In the passage about paint made from pollutants, rewrite the paragraph beginning "First, John Sabraw, an art professor" as a numbered list of steps, keeping its main facts.

Selected passage:
- Opening Delimiter -
Cars, factories, refineries, and mines introduce toxins into our world every day. But scientists and artists are finding new ways to use these pollutants in a positive way: to create pigments and paints. Their efforts not only make usable media for painters, but also remove poisons from our environment.
Fresh From the River
Ohio’s many abandoned mines have leaked toxic metals into some rivers and streams, leaving the waterways unable to support plants and animals. A pair of Ohio University professors are breaking new ground by turning the contaminants into paint.
First, John Sabraw, an art professor, and Guy Riefler, an engineering professor, carefully collect water samples from their local rivers and streams. Then, in a laboratory, they put the water in tanks that aerate it with bubbles. This separates the pollutants from the water, making them into a sludge that consists mostly of iron oxide. The professors combine this waste with various polymers (chemical compounds) and resins (substances used to make plastic) to make acrylic paint. They have also experimented with drying the iron oxide and mixing it with linseed oil to make oil paint.
Sabraw then uses the paint in his ecologically themed art. The example above is from a series of paintings inspired by the universe and the natural world. The team hopes to someday sell the pigments commercially.
Captured at the Source
In India, scientists at a company called Graviky Labs are using exhaust from cars to create a paint they’ve named Air Ink. Experts at the company designed a simple device, called a Kaalink, that attaches to the end of a car's exhaust pipe. It catches pollutants before they are released into the air.
The scientists collect the grimy contaminants from the Kaalink and treat them in a way that makes the resulting substance nontoxic and safe to use. Then they convert it into a pigment and combine it with oils and pressurized gas. This process creates a spray paint that behaves much like any other paint in an artist’s tool kit.
These new techniques change toxic waste into materials that anyone can use. But don’t forget that they started out as poisons and that the experts who work with them have special equipment to keep themselves safe. You definitely don’t want to try this at home!
- Closing Delimiter -
Data provided:
- Opening Delimiter -
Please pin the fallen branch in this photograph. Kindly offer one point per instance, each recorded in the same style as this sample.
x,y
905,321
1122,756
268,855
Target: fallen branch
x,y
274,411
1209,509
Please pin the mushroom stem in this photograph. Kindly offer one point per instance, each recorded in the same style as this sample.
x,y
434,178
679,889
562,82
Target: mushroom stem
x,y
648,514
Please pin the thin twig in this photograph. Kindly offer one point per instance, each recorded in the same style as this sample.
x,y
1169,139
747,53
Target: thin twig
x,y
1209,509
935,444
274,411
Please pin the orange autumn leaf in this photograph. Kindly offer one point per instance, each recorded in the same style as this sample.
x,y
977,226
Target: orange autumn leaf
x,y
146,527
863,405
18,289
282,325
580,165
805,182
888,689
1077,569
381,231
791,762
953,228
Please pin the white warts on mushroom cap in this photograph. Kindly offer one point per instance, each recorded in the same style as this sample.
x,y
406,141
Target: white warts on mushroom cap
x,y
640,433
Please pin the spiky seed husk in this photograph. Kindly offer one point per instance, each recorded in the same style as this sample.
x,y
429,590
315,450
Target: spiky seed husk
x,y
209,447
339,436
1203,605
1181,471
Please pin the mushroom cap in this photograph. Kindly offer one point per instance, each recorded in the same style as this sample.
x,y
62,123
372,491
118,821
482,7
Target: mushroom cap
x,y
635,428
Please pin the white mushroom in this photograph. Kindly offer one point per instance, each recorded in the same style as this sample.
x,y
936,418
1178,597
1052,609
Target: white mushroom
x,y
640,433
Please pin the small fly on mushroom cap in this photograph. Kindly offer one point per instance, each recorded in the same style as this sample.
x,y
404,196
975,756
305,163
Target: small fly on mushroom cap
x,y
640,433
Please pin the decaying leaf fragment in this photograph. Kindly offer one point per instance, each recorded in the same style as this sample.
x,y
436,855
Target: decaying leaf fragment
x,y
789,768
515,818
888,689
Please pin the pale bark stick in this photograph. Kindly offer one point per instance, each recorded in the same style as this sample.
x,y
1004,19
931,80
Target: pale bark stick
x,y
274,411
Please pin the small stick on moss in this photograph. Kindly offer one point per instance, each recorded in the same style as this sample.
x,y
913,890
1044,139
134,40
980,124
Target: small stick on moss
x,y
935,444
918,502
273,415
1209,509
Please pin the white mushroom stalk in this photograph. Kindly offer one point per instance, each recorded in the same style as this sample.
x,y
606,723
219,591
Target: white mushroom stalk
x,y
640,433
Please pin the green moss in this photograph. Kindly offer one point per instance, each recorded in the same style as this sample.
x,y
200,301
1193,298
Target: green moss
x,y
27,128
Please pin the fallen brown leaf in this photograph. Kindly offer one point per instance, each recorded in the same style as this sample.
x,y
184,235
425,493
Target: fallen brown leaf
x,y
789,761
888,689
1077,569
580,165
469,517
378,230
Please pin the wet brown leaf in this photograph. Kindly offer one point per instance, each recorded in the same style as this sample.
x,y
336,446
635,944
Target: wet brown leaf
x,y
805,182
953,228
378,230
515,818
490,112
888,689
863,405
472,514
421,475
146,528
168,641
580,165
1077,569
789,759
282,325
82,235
- Closing Delimiter -
Exercise result:
1. John Sabraw, an art professor, and Guy Riefler, an engineering professor, collect water samples from local rivers and streams.
2. In a laboratory, they put the water in tanks that aerate it with bubbles.
3. The bubbling separates the pollutants from the water and turns them into a sludge made mostly of iron oxide.
4. They combine this waste with polymers (chemical compounds) and resins (substances used to make plastic) to make acrylic paint.
5. They have also experimented with drying the iron oxide and mixing it with linseed oil to make oil paint.